## THE REQUEST
Rewrite the rows from the line containing "Expected behaviour: for every instance of the greenery" through the last row, requests included. Offset every coordinate in the answers by adding 18 to it.

[start INFORMATION SUPPLIED]

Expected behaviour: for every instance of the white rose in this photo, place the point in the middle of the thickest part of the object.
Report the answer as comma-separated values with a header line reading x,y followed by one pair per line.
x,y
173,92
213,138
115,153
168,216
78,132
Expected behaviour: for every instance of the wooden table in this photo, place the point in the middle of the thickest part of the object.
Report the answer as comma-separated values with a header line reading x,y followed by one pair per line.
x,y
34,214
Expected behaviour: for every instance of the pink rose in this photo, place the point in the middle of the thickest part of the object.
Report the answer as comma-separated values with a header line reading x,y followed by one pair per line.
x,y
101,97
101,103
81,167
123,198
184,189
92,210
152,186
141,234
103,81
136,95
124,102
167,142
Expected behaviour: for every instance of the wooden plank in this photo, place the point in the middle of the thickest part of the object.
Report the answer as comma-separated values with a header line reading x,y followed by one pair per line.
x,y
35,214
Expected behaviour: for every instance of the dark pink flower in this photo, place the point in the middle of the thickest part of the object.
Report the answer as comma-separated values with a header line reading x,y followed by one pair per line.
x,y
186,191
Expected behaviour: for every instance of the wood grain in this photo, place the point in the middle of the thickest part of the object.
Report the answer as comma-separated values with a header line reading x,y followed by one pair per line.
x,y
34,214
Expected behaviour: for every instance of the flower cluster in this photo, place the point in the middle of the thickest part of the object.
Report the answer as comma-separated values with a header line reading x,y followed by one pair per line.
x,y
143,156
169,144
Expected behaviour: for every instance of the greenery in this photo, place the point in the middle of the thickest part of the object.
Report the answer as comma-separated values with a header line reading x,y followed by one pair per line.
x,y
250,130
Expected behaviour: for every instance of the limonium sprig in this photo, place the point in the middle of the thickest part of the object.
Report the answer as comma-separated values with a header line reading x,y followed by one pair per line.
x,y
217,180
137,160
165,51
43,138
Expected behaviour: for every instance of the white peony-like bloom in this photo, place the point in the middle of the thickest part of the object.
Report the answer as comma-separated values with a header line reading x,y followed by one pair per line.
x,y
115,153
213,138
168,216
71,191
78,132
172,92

[end INFORMATION SUPPLIED]

## RESULT OF THIS EXERCISE
Expected behaviour: for every instance of the greenery in this photo, place the point in the middle of the thickest part of the object.
Report the answer as comma-separated values with a header line reading x,y followed by one pair per line.
x,y
268,148
Expected behaviour: for every instance of the limonium sprig in this photo, place the point in the middle of the thickest part of the object.
Report the answer as comma-separated values with a header line reading x,y followed by one pair per line.
x,y
235,198
155,178
183,69
61,156
Expected behaviour: for every instance of the white peony-like bloom in this photo, place the point in the middle of the thickest part of the object.
Report the answer as comma-separated values with a header line reading x,y followed by one pair per line.
x,y
133,171
231,156
186,234
89,209
96,150
190,110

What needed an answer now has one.